The following cultural references are made in the episode:
- Veronica references the song "Mr. Brightside".
- Jackie mentions Dungeons & Dragons.
- Keith and Carl reference dialogue from The Big Lebowski between The Dude and Da Fino, referring to his "old lady/special lady friend".
- In the hospital, a call can be heard for "Dr. Godot".
- Veronica says "Ruh-roh", a famous catchphrase by Scooby-Doo.
- Weevil references Martha Stewart's role in the ImClone stock trading case.
- Jackie calls Veronica "Miss Pixy Stix".
- Wallace mentions Lolita.
- Collin is house-sitting for Nicolas Cage.
- Veronica makes a joke about Iggy Pop's drug addiction.
- Lisa Marie Presley's picture is on Nicolas Cage's bar.

== Arc significance ==
- Veronica questions Weevil about an earring the sheriff's department found that was his.
- Weevil got an anonymous call that stated "Curly" Moran was responsible for the bus crash. Veronica traces the call to the Echolls' house, but it was during Logan's Life's Short party (which both the PCHers and the sheriff's department crashed), so it could have been anyone.
- Lizzie brings Meg's laptop to Duncan and asks him to remove all of Meg's personal files. Veronica gets Mac to help.

•••••

» **TASKS TO CARRY OUT**
1. Shorten the item in the episode notes above that begins "Weevil got an anonymous call" to a single sentence, keeping its main facts.
2. Carry the episode notes above forward from the item about Meg's laptop, adding to the "Arc significance" list.

•••••

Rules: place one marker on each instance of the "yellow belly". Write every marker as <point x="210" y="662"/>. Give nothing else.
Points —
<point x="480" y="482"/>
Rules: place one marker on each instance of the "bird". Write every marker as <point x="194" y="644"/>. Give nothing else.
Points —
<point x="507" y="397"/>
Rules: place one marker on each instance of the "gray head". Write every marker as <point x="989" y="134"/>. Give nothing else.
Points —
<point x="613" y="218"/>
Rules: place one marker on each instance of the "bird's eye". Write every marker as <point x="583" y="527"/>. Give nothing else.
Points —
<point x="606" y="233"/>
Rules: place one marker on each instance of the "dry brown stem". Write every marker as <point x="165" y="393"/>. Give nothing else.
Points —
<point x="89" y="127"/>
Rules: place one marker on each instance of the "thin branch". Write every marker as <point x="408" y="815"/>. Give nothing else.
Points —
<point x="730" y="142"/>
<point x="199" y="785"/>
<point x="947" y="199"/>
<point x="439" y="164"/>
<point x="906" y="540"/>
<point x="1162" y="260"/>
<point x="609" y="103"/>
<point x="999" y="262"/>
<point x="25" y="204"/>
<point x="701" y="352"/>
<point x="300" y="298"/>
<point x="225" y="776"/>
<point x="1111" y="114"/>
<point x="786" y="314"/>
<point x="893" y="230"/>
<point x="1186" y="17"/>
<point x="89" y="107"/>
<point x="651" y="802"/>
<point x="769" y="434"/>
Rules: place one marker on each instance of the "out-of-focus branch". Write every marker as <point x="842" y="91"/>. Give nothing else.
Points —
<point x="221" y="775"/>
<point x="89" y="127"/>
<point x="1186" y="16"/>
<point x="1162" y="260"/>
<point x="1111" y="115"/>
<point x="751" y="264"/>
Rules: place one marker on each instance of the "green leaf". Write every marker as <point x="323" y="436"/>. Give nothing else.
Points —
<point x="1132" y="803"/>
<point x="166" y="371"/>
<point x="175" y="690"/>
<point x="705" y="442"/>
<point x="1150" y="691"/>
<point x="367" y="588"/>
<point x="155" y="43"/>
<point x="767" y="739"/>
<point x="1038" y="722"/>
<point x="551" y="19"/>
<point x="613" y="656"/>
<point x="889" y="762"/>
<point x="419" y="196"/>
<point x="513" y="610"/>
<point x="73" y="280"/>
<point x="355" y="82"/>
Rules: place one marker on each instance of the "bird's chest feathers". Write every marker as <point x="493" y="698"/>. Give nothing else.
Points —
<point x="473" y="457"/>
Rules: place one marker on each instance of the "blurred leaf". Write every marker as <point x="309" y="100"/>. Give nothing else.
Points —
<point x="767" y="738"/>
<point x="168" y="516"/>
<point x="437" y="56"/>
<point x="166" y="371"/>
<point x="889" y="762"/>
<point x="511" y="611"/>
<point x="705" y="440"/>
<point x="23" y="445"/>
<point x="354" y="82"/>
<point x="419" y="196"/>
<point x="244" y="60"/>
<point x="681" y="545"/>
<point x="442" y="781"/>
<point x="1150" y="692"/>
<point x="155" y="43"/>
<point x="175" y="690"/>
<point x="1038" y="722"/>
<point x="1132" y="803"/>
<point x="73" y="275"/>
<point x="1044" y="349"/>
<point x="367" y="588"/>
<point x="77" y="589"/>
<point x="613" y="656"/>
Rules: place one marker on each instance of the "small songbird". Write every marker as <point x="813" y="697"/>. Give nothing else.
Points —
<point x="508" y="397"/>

•••••

» **RESPONSES BY ITEM NUMBER**
1. An anonymous caller told Weevil that "Curly" Moran caused the bus crash, and Veronica traced the call to the Echolls' house, but it was made during Logan's Life's Short party, which both the PCHers and the sheriff's department crashed, so anyone could have placed it.

2.
- Keith finds out that the man he and Alicia Fennel saw in Chicago is "Carl Morgan"–an undercover alias for Nathan Woods, a Chicago cop and Alicia's ex-husband. He is also Wallace's father.

== Music ==
The following three songs can be heard in the episode:
- "Jealousy" by Stereophonics
- "Jealous Love" by Robert Cray
- "So Jealous" by Tegan and Sara

== Production ==
"Green-Eyed Monster" was written by Dayna Lynne North and directed by Jason Bloom. The episode is Bloom's first of four directing credits for Veronica Mars as well as North's fourth writing credit. The episode features the return of recurring character Cindy "Mac" Mackenzie (Tina Majorino), who had not appeared since "M.A.D.". Among other guest stars in the episode are Laura Bell Bundy and Cress Williams, who would later come to star together in the television series Hart of Dixie. The episode's title refers to the phrase "Green-Eyed Monster," a synonym for jealousy.

== Reception ==

=== Ratings ===
In its original broadcast, "Green-Eyed Monster" received 3.05 million viewers, marking an increase in .02 million viewers from the previous episode, "Cheatty Cheatty Bang Bang", and ranking 98th of 112 in the weekly rankings.

=== Reviews ===

Price Peterson of TV.com gave a positive review, saying that he "really enjoyed this episode," and that "I loved the undercover work Veronica did, and I'm getting more and more invested into her relationship with Duncan." He also praised the way the season's cohesion up to the point of this episode. "After four episodes this season already feels more cohesive and better blended than last season did. Cases of the week are set up in advance, we're learning more and more about characters' backstories, the dialogue keeps getting snappier." Television Without Pity gave the episode a "B".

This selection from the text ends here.